** START **

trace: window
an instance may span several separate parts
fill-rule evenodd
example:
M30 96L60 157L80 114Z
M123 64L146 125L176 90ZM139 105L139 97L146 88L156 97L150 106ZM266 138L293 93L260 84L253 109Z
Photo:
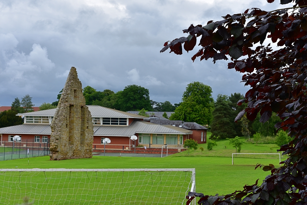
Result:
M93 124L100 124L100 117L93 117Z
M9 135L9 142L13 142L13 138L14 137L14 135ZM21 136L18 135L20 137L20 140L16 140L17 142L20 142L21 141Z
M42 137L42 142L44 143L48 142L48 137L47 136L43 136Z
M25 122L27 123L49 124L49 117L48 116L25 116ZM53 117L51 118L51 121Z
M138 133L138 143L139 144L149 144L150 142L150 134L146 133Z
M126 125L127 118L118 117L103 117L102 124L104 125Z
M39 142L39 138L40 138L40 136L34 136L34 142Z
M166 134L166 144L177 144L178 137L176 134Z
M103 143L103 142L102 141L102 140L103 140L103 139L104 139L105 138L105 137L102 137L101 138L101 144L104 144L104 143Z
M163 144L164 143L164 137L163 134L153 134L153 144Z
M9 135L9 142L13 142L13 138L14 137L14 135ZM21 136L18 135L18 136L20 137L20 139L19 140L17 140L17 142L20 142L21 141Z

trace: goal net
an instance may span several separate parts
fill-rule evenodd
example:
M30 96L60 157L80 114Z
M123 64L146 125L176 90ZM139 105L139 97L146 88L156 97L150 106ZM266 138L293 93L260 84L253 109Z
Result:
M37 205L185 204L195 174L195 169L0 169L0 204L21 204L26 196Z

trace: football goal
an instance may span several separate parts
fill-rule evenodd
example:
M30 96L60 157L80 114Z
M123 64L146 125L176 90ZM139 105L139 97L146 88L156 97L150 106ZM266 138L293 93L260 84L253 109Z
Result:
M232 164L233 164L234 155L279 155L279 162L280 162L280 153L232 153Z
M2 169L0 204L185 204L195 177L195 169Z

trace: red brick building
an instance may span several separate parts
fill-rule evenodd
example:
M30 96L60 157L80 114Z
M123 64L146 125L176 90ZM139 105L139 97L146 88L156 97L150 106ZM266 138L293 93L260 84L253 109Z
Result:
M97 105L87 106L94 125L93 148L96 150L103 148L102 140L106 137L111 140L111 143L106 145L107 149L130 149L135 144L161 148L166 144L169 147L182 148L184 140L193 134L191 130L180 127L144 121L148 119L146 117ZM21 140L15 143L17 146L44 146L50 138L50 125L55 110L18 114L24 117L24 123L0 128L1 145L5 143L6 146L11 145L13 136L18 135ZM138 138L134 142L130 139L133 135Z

** END **
** START **

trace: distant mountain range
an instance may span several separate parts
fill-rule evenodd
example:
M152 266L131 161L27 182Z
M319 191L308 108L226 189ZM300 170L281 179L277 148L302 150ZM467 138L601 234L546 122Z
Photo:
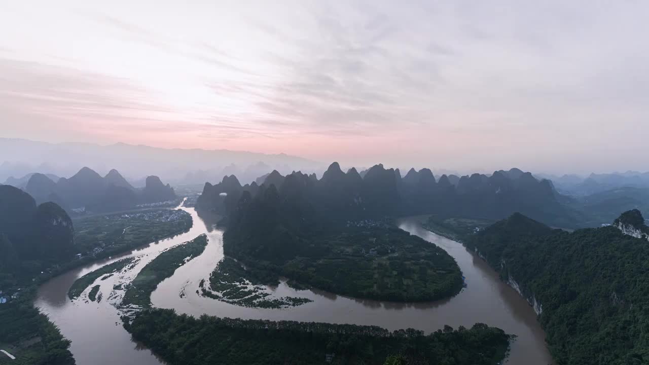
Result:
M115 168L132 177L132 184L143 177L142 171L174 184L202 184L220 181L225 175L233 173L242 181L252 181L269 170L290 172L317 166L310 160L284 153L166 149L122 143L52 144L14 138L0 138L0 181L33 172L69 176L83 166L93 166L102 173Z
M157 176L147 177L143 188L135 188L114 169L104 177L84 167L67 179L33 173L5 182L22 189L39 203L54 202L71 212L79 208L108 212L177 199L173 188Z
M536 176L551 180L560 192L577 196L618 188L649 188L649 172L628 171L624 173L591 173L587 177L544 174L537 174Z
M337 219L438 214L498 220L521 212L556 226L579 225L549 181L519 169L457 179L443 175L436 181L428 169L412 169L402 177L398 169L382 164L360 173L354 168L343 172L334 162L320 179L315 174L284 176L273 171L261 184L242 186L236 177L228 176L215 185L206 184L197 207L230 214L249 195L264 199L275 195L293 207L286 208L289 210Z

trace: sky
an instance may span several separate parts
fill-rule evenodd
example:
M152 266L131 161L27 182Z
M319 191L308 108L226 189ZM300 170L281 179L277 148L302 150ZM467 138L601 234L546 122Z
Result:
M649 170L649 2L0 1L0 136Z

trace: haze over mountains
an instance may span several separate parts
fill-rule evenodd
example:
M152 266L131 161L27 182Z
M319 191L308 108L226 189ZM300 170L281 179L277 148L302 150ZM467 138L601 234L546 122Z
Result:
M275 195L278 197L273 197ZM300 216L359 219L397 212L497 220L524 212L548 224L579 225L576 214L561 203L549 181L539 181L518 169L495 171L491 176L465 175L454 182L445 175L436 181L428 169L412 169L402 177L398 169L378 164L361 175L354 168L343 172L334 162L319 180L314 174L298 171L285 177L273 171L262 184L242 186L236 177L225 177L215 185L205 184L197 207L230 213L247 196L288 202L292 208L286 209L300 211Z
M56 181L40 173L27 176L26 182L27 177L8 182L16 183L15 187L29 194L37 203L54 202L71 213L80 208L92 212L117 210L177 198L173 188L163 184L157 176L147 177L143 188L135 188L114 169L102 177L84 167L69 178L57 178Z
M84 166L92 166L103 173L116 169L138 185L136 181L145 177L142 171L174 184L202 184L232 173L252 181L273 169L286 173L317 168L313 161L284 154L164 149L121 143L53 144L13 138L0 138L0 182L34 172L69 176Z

** END **

### SHORT EXERCISE
Please copy the items from the line containing "trace: window" through the line containing "M37 205L185 204L195", keeping every character unchanged and leaving out the pictures.

### WRITTEN RESPONSE
trace: window
an instance may span several separate parts
fill-rule evenodd
example:
M30 96L60 157L80 114Z
M123 64L146 125L176 90ZM139 105L139 97L146 88L156 97L150 106ZM266 138L293 93L260 84L253 109Z
Photo:
Result:
M93 124L100 124L100 117L93 117Z
M9 135L9 142L13 142L13 138L14 137L14 135ZM21 136L18 135L20 137L20 140L16 140L17 142L20 142L21 141Z
M42 137L42 142L44 143L48 142L48 137L47 136L43 136Z
M25 122L27 123L49 124L49 117L48 116L25 116ZM53 117L51 118L51 121Z
M138 133L138 143L139 144L149 144L150 142L150 134L146 133Z
M126 125L127 118L118 117L103 117L102 124L104 125Z
M39 142L39 138L40 138L40 136L34 136L34 142Z
M166 134L166 144L177 144L178 137L176 134Z
M103 143L103 142L102 141L102 140L103 140L103 139L104 139L105 138L105 137L102 137L101 138L101 144L104 144L104 143Z
M163 144L164 143L164 137L163 134L153 134L153 144Z
M9 135L9 142L13 142L13 138L14 137L14 135ZM21 136L18 135L18 136L20 137L20 139L19 140L17 140L17 142L20 142L21 141Z

trace: goal net
an instance may span several separate parts
fill-rule evenodd
example:
M30 96L60 157L80 114Z
M123 64L146 125L176 90ZM139 105L139 97L146 88L156 97L150 106ZM266 138L293 93L260 84L253 109Z
Result:
M37 205L185 204L195 174L195 169L0 169L0 204L21 204L26 196Z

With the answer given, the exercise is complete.